=== Material to process ===
Start
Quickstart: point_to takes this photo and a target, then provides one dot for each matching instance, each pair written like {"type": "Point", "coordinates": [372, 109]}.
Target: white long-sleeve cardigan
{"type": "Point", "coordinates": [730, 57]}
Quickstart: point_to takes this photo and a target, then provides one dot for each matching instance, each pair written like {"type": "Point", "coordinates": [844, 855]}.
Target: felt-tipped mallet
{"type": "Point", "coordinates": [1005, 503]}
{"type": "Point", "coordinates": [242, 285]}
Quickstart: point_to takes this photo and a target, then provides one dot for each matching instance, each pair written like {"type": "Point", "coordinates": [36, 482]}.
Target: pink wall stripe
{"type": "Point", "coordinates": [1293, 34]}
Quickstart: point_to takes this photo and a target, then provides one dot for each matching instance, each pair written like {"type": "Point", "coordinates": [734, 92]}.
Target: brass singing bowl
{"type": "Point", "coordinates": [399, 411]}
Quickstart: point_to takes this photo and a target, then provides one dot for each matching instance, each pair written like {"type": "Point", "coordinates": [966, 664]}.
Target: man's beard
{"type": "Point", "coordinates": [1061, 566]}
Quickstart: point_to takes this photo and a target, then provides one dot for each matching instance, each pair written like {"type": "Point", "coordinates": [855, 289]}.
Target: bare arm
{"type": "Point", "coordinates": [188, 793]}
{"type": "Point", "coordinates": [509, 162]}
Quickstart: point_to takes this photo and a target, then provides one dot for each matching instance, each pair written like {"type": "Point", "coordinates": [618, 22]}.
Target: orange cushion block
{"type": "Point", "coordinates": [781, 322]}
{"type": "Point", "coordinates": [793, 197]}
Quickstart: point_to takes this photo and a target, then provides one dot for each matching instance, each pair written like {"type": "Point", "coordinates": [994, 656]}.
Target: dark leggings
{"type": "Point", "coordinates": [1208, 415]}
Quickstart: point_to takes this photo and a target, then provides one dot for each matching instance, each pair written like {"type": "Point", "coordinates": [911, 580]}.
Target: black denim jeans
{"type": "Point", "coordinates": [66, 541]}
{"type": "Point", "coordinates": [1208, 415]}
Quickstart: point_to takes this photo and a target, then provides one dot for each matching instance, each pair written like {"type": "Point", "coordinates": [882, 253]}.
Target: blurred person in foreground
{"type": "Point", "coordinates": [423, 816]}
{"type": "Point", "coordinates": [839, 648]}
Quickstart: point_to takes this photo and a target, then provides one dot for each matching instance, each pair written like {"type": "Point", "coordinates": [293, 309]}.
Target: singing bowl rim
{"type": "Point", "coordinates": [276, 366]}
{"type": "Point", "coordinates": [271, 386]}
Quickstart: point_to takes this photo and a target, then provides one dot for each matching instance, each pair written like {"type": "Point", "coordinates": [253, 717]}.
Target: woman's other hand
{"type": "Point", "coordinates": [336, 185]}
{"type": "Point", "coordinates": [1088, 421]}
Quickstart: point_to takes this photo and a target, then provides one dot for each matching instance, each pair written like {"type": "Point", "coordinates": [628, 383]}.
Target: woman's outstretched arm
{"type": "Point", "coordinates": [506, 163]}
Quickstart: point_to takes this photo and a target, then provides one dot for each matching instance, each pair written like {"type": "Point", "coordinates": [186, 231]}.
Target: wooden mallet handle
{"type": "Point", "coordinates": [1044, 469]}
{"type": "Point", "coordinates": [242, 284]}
End
=== Task prompt ===
Each line of the material should be duplicated exactly, please.

=== Answer ===
Quickstart: point_to takes this photo and a target, then provides one dot for each matching instance, each pair written like {"type": "Point", "coordinates": [372, 109]}.
Target: white long-sleeve cardigan
{"type": "Point", "coordinates": [730, 57]}
Quickstart: point_to takes this photo and a target, then provides one dot for each matching instance, each pair written like {"type": "Point", "coordinates": [844, 855]}.
Target: felt-tipped mallet
{"type": "Point", "coordinates": [1005, 503]}
{"type": "Point", "coordinates": [242, 285]}
Quickstart: point_to takes this photo and a target, then provides one dot for each matching instance, each pair written like {"type": "Point", "coordinates": [36, 482]}.
Target: pink wall stripe
{"type": "Point", "coordinates": [1293, 34]}
Quickstart: point_to takes this photo and a target, then provides one dot for each matching instance, each pair written like {"type": "Point", "coordinates": [734, 92]}.
Target: brass singing bowl
{"type": "Point", "coordinates": [399, 411]}
Quickstart: point_to takes this photo and a target, then provides one dot for each matching instance, each pair written like {"type": "Point", "coordinates": [966, 664]}.
Target: man's beard
{"type": "Point", "coordinates": [1061, 566]}
Quickstart: point_to takes this photo and a target, then provides one dot for each matching instance, each pair written like {"type": "Point", "coordinates": [855, 289]}.
Target: bare arm
{"type": "Point", "coordinates": [188, 793]}
{"type": "Point", "coordinates": [509, 162]}
Quickstart: point_to takes this photo and a target, then provides one dot for each matching instance, each pair written like {"type": "Point", "coordinates": [618, 22]}.
Target: orange cushion block
{"type": "Point", "coordinates": [781, 322]}
{"type": "Point", "coordinates": [793, 197]}
Quickstart: point_to takes this photo and a target, then provides one dot for each matching instance, each pair written like {"type": "Point", "coordinates": [994, 656]}.
Target: dark leggings
{"type": "Point", "coordinates": [1208, 415]}
Quickstart: point_to takes this photo and a target, then provides one dot for each matching instance, each pair written like {"type": "Point", "coordinates": [911, 580]}.
Target: black denim jeans
{"type": "Point", "coordinates": [66, 541]}
{"type": "Point", "coordinates": [1208, 415]}
Quickstart: point_to takes this photo and a target, then provides one dot for each matching instance, each pair written like {"type": "Point", "coordinates": [882, 253]}.
Target: blurred person in foreground
{"type": "Point", "coordinates": [423, 816]}
{"type": "Point", "coordinates": [839, 648]}
Quickstart: point_to takes this photo and a target, then provides one dot for each matching instance, each pair written like {"type": "Point", "coordinates": [293, 309]}.
Target: singing bowl rim
{"type": "Point", "coordinates": [276, 366]}
{"type": "Point", "coordinates": [271, 386]}
Quickstart: point_to takes this photo and a target, then provides one dot for each matching instance, each pair written like {"type": "Point", "coordinates": [253, 717]}.
Target: woman's other hand
{"type": "Point", "coordinates": [336, 185]}
{"type": "Point", "coordinates": [1088, 421]}
Quickstart: point_to takes this photo and a target, then provides one dot for each matching instance, each pair written like {"type": "Point", "coordinates": [628, 383]}.
Target: woman's outstretched arm
{"type": "Point", "coordinates": [506, 163]}
Quickstart: point_to takes this photo and a target, then provides one dot for each matching instance, each pair written like {"type": "Point", "coordinates": [186, 231]}.
Target: wooden mallet handle
{"type": "Point", "coordinates": [1044, 469]}
{"type": "Point", "coordinates": [242, 284]}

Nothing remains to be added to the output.